--- Extract Enclosed Below ---

SB 248 would replace the MCCA with the Michigan Catastrophic Claims Corp., which would take over the former agency’s work, with some changes, among them limiting the amount that could be paid by insurance benefits for attendant care; and limiting the amount an insurer would have to pay to “the average amount the person or institution customarily accepted from all sources, not including cases involving personal protection insurance, Medicaid, or Medicare.” To put it simply, those who care for the most injured would see their compensation capped, and medical expenses would be paid on an average, not actual basis, which attorney Steven Gursten, who blogs on the topic regularly, called “a gift to car insurance companies.”
Conarton, the industry spokeswoman, counters that the bill preserves unlimited medical care – some health-care executives disagree – but the most important reform would be instituting an insurance fraud authority, something Michigan lacks, one of only eight states without one. Such a group would be supported by the insurance industry and provide support and financial assistance to prosecutors investigating fraud, who frequently don’t have the staff or budgets to go after these sorts of non-violent crimes, Conarton said.
“The model (for a fraud authority) would be the Automobile Theft Protection Authority,” Conarton said. That group, established in 1992, has “significantly” improved the auto-theft climate in Michigan, she added. A fraud authority would also analyze data to identify clusters of activity around the state, so efforts could be concentrated there.
All well and good, said George Sinas, legal counsel for the Coalition Protecting Auto No-Fault in Lansing, a nonprofit comprised of medical and consumer groups.

--- End of Enclosed Extract ---

Problems to solve
(a) According to the article on Michigan's auto no-fault bill, which existing group would serve as the model for an insurance fraud authority?
(b) Extend the article on Michigan's auto no-fault bill with a few more paragraphs, picking up after its final sentence.

--- The data Enclosed Below ---

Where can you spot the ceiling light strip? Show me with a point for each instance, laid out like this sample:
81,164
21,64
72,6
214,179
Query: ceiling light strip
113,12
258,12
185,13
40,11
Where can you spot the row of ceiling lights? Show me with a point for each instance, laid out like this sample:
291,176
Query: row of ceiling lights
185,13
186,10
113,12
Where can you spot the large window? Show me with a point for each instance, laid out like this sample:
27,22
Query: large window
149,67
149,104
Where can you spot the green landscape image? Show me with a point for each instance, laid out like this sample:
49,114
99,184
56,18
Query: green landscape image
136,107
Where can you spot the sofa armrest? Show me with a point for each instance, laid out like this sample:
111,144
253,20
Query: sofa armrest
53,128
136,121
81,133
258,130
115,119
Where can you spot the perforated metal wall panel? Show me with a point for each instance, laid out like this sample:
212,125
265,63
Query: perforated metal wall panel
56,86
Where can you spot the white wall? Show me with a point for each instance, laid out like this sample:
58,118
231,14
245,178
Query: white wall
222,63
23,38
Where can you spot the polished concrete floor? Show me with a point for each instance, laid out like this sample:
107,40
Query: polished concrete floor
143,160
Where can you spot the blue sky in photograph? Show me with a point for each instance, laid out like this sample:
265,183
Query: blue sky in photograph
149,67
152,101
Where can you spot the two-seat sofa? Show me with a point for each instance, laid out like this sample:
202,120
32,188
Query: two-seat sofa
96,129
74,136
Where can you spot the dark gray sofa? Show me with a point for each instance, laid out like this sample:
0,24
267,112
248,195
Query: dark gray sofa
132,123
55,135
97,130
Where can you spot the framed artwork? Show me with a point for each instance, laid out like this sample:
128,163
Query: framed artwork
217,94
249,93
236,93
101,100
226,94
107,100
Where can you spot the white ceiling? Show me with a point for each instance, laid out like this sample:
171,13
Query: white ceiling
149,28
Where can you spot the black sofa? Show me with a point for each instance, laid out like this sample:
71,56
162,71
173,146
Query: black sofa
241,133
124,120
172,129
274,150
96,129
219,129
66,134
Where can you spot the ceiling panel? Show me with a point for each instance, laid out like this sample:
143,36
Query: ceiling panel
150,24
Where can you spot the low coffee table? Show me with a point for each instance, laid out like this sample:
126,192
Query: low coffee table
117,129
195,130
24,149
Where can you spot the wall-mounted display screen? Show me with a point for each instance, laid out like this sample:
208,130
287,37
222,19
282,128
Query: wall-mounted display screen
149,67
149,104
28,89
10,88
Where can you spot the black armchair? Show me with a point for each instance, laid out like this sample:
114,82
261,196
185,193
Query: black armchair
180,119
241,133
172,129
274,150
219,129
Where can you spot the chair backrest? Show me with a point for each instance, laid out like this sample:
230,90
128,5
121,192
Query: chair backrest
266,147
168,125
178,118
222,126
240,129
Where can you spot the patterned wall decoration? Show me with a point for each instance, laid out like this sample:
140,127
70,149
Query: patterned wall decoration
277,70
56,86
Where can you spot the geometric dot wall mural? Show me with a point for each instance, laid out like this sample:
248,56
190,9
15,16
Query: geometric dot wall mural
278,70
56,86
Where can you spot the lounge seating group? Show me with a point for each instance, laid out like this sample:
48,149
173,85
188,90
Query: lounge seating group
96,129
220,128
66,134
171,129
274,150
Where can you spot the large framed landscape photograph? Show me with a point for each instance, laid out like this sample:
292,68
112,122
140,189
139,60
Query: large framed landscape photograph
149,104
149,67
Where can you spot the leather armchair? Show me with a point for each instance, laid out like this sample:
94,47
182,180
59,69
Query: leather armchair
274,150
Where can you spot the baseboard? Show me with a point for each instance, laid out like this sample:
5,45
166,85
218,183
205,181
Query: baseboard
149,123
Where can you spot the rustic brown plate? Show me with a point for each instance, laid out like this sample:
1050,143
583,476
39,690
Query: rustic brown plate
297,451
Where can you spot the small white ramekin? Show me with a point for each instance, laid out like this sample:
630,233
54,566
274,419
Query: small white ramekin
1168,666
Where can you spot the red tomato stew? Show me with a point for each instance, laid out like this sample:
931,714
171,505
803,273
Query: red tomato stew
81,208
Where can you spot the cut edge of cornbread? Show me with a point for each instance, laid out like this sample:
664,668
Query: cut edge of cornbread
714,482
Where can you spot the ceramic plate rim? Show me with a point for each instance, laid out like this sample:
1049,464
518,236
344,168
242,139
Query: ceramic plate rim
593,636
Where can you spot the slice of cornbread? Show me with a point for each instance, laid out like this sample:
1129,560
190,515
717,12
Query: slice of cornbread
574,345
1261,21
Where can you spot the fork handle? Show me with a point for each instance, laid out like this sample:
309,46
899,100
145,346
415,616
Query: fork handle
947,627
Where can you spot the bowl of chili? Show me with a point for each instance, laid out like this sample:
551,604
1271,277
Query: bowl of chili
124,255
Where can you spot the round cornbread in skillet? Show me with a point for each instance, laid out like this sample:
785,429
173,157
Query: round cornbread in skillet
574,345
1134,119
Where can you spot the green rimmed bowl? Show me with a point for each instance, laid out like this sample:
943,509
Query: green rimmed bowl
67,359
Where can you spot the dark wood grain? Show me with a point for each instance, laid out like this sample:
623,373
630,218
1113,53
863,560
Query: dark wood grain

--- End of Enclosed The data ---

Answers to the problems
(a) The Automobile Theft Protection Authority.

(b)
But, Sinas said, abuse of the system works both ways. Little love is lost between the insurance industry and CPAN – a recent press release by the latter group has the title “No-Fault Lies and the Lying Liars Who Tell Them” – and CPAN’s mission is in its very name. Sinas and others acknowledge the problem of high insurance rates in Michigan is partially linked to fraud, but says SB 248 is more about protecting the insurance industry than residents.
“If we’re going to get to the bottom, we need to look at more than just a few bad lawyers, but also the insurance industry,” Sinas said. “When the no-fault statute went into effect, one of the central pieces (driving the reform) was that the tort system (for litigating personal injury cases) was too adversarial. Everything was a fight. No-fault said, ‘You’re in an accident, you get benefits.’ But exactly the opposite has taken place. Virtually every single case is turning into an argument with the insurers.”
Fraud debate
Fraud happens in other public programs, but we don’t overhaul the system as a result, Sinas said. “CPAN has taken a very strong position that where fraud exists, it must be eradicated,” he said. It’s not only a crime, but it jeopardizes the integrity of the system. It must be stamped out.”
Many of the suits filed in recent years, both against and on behalf of insurers and doctors have been settled or otherwise dismissed. The AllState RICO suit is still pending, although settlements have been reached with some of the defendants, according to someone close to the litigation.
WhoCanISue.com, after a flashy launch in 2009, still has a web presence (complete with its logo of a man slipping on a banana peel), but the site’s functionality appears to have vanished, and the phone is no longer answered. Universal Health Group and United Wellness have non-working numbers or full voicemail boxes.
Pavelka, the nurse/whistleblower, was at the time of her deposition dealing with insurers in a different context -- getting a new house built. Two and a half months after she quit her job, her house burned to the ground, an act of arson, she said. No culprit was ever arrested.